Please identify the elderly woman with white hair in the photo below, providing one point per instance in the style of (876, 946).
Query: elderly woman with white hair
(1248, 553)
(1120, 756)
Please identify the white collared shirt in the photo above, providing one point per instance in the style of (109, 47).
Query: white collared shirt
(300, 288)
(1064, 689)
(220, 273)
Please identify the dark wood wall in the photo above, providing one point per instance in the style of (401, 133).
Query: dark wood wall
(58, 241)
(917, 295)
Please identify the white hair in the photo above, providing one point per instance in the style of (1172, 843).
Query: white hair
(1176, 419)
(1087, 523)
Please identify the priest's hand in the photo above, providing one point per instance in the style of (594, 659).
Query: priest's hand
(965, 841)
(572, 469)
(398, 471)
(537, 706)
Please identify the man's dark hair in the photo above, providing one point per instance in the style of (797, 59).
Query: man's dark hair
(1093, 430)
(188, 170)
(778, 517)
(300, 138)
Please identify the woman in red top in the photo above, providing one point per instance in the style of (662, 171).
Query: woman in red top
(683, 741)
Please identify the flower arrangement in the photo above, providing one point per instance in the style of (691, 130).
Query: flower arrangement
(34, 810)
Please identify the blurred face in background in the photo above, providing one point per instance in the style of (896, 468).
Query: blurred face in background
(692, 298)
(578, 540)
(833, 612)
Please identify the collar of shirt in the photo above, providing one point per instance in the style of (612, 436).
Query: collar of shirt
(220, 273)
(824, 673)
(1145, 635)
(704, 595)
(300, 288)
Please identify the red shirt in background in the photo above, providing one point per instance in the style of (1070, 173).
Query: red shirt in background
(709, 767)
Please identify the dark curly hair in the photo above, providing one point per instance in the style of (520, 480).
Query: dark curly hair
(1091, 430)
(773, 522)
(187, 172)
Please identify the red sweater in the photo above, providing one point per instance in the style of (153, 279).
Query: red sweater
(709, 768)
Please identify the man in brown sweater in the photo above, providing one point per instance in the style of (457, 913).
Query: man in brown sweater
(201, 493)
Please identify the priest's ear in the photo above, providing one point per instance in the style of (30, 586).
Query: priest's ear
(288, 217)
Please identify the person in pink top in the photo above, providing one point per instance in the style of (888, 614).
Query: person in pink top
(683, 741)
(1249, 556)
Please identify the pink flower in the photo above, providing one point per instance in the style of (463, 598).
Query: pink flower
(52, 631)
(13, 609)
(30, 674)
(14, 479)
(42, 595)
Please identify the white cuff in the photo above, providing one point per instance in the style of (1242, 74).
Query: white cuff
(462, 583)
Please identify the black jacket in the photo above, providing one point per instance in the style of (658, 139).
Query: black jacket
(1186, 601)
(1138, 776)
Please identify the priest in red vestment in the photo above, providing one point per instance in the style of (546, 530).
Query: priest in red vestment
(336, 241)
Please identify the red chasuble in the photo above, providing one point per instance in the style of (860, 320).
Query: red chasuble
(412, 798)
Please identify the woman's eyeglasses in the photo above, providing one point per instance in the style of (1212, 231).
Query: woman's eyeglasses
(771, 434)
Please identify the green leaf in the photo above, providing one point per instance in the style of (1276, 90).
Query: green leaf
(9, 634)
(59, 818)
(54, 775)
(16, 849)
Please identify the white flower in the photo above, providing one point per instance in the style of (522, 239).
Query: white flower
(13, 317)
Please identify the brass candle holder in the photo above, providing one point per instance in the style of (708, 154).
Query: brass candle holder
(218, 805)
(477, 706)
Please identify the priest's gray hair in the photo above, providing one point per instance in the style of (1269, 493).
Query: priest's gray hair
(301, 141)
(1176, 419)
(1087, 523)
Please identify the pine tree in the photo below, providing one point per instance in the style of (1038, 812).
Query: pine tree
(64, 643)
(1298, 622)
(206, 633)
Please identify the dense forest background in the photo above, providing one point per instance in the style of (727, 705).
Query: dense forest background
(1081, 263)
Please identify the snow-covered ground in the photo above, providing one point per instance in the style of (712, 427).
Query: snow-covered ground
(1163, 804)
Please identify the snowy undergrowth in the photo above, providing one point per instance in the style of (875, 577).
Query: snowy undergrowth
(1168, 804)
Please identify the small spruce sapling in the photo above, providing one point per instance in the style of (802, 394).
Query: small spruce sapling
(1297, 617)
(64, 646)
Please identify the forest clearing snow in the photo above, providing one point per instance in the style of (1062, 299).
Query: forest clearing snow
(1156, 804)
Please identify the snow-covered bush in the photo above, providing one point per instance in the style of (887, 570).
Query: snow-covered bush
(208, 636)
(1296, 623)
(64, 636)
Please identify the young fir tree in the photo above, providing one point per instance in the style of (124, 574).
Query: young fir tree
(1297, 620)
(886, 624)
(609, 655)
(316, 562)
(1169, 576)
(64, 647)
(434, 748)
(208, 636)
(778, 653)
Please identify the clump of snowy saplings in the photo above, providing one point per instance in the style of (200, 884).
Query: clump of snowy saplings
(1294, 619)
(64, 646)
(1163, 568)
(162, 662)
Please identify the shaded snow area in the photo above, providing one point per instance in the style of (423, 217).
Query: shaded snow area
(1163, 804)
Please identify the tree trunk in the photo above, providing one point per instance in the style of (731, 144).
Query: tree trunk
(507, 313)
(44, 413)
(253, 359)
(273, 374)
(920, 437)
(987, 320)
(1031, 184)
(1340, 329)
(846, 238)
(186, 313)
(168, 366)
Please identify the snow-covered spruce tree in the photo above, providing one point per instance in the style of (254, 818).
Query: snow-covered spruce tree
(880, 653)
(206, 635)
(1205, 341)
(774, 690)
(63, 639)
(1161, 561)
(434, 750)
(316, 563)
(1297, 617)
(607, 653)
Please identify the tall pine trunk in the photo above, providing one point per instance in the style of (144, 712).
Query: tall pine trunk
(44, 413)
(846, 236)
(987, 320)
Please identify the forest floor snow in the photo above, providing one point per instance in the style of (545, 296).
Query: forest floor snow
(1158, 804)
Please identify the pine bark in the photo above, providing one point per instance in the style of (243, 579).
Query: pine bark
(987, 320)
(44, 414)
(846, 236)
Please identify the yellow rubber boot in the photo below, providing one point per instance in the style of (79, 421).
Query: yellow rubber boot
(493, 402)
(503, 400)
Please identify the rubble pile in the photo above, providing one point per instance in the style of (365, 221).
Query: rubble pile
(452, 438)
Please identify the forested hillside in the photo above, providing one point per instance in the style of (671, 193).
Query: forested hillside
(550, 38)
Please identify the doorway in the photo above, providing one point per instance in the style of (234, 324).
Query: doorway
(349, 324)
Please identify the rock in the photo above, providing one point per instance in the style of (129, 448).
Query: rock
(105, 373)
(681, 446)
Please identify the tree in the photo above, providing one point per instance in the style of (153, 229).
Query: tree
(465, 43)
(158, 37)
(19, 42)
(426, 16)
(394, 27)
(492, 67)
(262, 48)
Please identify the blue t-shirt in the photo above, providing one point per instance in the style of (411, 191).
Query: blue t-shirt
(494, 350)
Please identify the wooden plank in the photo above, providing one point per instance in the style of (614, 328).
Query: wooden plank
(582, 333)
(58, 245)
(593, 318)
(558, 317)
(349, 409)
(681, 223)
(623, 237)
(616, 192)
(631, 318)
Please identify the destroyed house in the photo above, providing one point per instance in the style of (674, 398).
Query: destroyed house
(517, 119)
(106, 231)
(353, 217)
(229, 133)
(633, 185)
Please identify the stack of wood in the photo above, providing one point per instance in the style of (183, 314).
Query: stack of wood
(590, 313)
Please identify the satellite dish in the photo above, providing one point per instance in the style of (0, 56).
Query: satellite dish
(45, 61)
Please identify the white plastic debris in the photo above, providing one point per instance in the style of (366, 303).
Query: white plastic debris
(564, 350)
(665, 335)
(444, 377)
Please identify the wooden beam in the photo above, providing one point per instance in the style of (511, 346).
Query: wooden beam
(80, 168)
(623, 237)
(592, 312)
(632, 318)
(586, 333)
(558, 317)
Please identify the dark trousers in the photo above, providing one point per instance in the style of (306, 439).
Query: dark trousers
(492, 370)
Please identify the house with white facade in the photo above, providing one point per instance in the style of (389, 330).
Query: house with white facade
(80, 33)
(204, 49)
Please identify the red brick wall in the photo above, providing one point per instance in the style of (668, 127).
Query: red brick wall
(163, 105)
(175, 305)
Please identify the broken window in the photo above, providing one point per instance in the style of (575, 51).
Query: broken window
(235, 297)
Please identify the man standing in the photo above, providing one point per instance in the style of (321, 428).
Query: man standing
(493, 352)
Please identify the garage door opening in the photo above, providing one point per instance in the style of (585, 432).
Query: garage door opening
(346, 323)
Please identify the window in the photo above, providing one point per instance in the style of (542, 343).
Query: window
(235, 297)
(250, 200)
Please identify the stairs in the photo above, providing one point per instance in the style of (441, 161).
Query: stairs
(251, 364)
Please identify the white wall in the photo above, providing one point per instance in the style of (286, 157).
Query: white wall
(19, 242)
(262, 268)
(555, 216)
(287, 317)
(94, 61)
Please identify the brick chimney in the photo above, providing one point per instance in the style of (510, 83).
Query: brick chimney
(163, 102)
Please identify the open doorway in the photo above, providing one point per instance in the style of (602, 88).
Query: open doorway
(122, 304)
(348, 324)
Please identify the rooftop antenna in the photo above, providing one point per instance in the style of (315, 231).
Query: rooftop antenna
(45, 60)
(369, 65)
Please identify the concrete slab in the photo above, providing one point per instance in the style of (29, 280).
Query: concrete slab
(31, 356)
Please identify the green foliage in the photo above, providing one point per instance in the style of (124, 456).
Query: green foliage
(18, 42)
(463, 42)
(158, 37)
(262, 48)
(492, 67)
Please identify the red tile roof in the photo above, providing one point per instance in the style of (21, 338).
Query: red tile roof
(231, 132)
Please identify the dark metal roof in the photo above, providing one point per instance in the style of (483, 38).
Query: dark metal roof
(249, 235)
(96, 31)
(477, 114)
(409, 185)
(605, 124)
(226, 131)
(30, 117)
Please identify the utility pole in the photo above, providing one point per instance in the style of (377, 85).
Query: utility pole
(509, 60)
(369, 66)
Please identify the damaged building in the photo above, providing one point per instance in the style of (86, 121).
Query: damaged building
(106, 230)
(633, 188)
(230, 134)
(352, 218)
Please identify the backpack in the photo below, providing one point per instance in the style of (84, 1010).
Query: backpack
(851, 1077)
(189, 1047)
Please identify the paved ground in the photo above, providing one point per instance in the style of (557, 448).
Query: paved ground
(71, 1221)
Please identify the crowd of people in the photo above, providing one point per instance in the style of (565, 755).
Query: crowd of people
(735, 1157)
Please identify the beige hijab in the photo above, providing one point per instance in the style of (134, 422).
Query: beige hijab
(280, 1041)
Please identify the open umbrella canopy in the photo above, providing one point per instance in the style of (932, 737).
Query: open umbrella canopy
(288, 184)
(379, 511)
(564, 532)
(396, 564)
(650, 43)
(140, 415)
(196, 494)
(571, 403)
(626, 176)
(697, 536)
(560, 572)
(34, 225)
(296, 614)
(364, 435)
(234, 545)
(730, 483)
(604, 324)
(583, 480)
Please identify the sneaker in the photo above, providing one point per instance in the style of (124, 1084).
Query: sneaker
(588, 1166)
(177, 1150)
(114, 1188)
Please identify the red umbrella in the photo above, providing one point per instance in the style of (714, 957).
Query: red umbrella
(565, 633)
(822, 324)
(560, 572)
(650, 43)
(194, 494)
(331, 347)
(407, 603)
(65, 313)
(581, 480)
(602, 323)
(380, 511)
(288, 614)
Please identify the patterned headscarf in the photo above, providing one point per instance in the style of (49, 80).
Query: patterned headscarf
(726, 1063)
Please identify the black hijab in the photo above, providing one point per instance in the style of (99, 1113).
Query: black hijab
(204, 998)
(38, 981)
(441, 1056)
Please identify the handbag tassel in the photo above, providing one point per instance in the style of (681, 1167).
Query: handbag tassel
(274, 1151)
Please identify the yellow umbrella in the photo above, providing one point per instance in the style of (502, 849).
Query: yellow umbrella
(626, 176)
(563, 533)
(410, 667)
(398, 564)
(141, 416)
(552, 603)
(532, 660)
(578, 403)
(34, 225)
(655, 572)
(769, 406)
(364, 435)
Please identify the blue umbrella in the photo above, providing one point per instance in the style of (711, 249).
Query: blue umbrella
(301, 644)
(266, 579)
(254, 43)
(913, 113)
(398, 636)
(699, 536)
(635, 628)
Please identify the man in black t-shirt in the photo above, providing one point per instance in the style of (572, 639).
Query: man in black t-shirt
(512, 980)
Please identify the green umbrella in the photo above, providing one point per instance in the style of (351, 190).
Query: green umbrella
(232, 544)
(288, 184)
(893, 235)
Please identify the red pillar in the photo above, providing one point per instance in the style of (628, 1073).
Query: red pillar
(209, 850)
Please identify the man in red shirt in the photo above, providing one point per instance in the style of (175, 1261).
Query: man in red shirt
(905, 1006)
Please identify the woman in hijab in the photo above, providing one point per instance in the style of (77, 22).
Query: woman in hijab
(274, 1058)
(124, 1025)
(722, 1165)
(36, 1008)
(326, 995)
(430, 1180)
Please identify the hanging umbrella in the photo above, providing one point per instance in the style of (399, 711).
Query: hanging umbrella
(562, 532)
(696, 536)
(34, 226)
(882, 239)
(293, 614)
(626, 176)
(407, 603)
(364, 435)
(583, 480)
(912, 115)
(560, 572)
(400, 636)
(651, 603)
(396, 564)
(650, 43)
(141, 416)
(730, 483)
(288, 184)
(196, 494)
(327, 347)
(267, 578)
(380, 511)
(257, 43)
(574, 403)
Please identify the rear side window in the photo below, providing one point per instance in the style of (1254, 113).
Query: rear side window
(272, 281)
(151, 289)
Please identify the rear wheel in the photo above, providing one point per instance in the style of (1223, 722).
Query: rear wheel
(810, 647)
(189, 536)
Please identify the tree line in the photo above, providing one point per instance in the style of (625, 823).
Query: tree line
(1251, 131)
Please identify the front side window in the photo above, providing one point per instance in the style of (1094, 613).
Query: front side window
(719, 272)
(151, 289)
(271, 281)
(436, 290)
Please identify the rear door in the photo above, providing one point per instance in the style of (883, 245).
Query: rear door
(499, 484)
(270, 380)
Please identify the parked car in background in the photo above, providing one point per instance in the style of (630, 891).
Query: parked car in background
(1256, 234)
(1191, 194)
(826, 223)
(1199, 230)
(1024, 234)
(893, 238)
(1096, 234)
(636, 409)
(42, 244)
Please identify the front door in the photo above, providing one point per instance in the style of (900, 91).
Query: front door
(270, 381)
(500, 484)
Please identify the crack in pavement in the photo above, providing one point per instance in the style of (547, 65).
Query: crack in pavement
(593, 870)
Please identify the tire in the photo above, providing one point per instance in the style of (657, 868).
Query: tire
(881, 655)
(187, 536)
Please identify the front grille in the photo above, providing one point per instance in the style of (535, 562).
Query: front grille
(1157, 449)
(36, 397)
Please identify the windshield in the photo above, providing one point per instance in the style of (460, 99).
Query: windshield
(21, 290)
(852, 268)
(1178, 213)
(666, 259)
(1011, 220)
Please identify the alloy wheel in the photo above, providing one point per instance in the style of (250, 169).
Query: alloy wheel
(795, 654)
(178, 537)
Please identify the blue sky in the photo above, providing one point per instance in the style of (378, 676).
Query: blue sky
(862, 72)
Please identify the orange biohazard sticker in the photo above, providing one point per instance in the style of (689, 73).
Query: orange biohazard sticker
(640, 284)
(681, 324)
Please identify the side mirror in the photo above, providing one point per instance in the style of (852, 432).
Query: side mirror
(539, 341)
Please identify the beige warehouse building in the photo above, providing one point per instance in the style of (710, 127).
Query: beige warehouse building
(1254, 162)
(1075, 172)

::::::::

» WORK TO BE COMPLETED
Copy the lines from the line with "Please identify the damaged" to the line with "(280, 1041)", swapping "backpack" for "rucksack" and leaving everything else the same.

» EXERCISE OUTPUT
Please identify the damaged building in the photo above, providing one point per instance in the style of (86, 121).
Query: damaged building
(106, 230)
(633, 188)
(230, 134)
(352, 218)
Please identify the rucksack in the photo below, providing one point per instance in the style of (84, 1010).
Query: rucksack
(851, 1077)
(189, 1047)
Please identify the paved ground in the photo above, providing one point per instance in the style of (557, 448).
Query: paved ground
(71, 1221)
Please identify the crowd of people in the photo above, providing one point per instance in the style of (565, 755).
Query: crowd of people
(735, 1157)
Please identify the beige hijab in the photo above, providing one point per instance in the style of (134, 422).
Query: beige hijab
(280, 1041)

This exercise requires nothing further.